**Requirement**. Whenever a line in the entries below contains the string "Query", copy that line.

**Records supplied**.
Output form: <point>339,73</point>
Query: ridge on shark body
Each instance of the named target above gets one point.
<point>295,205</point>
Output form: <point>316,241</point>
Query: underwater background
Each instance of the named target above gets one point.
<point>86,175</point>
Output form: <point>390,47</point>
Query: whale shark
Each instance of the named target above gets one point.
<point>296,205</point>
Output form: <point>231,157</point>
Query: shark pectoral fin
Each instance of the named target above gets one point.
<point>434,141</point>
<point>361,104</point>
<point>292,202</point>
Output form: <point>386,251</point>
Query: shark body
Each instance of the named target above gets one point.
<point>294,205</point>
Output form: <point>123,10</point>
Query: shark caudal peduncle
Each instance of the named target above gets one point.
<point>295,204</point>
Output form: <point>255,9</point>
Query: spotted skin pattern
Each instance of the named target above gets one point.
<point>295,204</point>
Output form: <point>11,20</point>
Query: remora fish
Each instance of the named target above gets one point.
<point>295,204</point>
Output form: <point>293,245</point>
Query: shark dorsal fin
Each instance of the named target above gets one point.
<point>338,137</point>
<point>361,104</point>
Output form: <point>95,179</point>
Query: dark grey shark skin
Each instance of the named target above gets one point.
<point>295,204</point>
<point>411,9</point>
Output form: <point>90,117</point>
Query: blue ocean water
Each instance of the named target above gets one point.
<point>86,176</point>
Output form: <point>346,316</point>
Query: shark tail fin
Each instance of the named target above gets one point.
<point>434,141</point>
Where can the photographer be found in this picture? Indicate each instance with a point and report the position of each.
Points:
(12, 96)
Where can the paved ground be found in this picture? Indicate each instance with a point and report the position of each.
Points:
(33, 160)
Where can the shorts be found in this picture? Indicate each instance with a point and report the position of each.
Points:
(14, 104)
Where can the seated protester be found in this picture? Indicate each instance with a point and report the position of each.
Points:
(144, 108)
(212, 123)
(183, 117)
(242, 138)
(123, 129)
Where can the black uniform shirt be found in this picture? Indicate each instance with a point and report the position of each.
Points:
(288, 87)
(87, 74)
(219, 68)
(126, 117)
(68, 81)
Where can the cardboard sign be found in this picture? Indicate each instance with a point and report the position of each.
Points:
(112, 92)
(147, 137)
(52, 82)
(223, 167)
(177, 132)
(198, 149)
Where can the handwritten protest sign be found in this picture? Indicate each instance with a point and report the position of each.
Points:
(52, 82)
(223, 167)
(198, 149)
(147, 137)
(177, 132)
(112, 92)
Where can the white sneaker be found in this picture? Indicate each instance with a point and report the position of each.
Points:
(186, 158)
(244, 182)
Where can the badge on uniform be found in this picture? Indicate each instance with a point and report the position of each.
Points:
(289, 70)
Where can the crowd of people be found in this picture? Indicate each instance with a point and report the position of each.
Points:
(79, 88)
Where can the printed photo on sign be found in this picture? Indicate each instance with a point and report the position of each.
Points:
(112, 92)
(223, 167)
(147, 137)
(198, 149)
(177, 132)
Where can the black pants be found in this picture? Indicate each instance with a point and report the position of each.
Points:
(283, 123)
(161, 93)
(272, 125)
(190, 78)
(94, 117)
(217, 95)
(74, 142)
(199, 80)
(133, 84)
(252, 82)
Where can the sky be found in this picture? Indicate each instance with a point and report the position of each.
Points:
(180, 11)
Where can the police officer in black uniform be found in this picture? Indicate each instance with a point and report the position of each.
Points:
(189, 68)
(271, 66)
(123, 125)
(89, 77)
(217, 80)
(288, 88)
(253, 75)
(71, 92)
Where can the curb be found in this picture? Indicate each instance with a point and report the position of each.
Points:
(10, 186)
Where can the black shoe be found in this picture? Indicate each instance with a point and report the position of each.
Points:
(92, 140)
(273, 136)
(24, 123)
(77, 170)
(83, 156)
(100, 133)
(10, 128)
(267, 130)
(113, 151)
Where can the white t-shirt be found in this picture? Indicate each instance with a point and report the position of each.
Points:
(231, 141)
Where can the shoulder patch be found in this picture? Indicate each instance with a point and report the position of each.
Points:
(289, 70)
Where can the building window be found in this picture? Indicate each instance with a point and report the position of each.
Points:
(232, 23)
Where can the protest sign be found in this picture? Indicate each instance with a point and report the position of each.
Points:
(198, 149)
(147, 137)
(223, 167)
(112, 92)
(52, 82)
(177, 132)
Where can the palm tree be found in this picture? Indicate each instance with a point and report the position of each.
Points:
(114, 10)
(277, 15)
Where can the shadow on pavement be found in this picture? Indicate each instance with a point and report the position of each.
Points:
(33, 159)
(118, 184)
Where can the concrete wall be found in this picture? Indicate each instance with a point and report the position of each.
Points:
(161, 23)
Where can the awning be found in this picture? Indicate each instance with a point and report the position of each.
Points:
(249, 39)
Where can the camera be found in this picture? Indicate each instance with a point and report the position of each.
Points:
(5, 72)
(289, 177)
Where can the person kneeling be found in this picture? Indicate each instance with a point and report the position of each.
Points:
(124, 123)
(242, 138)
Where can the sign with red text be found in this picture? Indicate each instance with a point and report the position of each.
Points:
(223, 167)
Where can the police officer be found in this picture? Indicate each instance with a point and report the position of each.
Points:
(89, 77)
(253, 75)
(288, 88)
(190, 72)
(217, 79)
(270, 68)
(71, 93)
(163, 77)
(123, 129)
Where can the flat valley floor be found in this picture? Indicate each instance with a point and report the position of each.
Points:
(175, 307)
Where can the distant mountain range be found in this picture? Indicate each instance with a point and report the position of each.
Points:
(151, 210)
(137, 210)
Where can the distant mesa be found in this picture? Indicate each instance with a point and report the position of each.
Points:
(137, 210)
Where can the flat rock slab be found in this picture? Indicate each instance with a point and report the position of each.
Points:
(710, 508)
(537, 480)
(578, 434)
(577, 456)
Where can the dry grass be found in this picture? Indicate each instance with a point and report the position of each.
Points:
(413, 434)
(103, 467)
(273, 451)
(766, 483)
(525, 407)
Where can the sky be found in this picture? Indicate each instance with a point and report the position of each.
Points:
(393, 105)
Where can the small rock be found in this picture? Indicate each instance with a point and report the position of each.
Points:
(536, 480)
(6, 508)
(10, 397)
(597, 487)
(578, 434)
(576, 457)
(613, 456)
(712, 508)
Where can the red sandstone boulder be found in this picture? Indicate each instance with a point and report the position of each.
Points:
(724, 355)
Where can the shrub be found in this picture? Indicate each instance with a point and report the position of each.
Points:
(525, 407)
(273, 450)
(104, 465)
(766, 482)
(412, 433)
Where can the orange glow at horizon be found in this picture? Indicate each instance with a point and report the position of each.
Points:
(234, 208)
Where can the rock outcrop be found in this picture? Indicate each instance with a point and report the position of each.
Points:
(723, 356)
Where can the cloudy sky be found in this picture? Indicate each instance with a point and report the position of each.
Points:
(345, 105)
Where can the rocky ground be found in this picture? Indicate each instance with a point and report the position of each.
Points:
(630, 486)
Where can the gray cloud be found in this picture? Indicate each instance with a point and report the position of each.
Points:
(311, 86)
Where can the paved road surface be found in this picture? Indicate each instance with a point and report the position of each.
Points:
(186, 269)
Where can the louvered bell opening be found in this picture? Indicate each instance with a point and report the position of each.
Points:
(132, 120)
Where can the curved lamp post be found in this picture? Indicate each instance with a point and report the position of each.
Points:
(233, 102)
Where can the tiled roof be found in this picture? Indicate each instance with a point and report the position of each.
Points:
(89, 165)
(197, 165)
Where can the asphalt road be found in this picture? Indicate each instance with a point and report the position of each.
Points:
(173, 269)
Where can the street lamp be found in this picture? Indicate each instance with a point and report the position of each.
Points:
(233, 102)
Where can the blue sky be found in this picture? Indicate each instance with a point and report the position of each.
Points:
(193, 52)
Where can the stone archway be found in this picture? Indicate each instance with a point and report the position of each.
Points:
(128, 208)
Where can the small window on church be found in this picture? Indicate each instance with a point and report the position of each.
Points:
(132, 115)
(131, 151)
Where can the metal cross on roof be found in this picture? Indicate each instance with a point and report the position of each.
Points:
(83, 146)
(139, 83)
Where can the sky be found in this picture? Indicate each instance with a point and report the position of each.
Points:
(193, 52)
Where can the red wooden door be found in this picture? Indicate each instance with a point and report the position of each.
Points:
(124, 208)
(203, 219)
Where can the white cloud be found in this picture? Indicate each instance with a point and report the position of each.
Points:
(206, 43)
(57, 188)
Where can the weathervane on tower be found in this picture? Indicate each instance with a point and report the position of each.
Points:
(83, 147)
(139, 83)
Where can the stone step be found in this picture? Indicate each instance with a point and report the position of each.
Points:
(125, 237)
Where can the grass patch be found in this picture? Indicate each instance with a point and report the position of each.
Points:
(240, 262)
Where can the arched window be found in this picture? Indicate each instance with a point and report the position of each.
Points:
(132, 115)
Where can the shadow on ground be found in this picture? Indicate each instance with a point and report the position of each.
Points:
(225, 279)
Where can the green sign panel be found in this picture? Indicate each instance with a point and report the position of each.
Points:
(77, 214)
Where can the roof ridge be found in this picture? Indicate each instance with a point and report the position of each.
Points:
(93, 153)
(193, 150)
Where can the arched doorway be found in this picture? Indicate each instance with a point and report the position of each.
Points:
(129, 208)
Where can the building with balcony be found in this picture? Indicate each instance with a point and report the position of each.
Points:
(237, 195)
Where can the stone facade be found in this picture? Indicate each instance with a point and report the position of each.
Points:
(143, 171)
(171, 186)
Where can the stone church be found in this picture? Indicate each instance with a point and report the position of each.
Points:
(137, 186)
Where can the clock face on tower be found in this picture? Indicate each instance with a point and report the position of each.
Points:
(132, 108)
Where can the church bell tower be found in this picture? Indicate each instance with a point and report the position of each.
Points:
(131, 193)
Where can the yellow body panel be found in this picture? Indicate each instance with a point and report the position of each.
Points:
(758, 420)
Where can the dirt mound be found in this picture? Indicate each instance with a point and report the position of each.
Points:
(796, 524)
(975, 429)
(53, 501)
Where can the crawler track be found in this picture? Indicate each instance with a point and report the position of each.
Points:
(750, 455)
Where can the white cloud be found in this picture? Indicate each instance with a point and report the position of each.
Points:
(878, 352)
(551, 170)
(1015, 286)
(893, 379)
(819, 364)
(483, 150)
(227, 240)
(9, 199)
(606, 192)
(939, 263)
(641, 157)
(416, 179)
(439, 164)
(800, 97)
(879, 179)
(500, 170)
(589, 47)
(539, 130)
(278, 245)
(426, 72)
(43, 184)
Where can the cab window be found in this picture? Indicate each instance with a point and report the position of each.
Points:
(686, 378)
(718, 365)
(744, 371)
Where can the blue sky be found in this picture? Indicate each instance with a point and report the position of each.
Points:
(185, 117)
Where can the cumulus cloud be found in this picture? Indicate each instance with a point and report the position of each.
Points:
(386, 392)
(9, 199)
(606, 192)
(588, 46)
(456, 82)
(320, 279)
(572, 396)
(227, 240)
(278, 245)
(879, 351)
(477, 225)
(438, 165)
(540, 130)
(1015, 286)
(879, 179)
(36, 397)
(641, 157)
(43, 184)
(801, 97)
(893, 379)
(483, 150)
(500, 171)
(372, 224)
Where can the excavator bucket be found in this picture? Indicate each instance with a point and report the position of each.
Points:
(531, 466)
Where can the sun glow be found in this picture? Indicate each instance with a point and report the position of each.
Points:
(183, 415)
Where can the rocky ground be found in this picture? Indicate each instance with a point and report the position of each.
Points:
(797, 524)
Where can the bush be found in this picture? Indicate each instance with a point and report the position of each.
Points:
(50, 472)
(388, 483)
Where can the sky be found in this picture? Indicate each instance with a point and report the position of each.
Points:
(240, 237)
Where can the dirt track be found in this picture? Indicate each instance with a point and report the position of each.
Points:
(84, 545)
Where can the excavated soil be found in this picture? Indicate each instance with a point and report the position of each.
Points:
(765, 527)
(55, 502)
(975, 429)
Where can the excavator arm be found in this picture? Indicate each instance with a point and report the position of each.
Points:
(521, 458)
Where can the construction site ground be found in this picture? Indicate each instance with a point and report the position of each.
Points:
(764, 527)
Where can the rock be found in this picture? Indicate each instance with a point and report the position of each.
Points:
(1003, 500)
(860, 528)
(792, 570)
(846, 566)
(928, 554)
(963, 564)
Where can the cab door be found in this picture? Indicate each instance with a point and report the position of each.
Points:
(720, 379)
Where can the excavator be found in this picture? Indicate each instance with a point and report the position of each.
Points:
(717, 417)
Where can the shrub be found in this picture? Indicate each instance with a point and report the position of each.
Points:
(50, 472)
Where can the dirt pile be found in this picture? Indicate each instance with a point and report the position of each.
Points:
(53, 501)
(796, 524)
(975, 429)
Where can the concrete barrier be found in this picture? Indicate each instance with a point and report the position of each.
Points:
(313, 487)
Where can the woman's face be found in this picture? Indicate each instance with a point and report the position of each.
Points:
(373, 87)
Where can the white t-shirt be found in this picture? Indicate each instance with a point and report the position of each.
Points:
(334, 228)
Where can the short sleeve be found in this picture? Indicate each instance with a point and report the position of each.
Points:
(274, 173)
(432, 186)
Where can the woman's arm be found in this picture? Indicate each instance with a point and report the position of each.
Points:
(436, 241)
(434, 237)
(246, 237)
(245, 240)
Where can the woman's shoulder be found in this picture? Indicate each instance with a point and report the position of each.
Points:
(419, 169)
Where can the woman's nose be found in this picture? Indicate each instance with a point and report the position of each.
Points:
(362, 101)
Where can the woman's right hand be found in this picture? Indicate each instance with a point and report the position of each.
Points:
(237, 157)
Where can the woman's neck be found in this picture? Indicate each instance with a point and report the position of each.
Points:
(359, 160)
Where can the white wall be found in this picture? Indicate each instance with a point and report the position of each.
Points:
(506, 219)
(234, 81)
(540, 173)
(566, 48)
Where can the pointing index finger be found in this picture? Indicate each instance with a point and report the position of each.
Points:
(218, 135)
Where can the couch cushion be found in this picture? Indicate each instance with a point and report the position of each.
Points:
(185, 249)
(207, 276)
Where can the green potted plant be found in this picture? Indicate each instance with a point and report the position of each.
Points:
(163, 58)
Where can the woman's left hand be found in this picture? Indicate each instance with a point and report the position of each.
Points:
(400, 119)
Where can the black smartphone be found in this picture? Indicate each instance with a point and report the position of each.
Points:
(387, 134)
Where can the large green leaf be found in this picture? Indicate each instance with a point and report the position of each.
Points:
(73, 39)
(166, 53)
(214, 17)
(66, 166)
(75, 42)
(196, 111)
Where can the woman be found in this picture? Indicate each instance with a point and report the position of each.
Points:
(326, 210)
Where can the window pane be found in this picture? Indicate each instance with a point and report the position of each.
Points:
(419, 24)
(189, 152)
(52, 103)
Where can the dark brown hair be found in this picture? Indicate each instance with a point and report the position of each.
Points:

**Response area**.
Query: ridge on shark body
Query: underwater background
Query: whale shark
Query: shark pectoral fin
Query: shark body
Query: shark caudal peduncle
Query: spotted skin pattern
Query: remora fish
Query: shark dorsal fin
Query: dark grey shark skin
Query: blue ocean water
Query: shark tail fin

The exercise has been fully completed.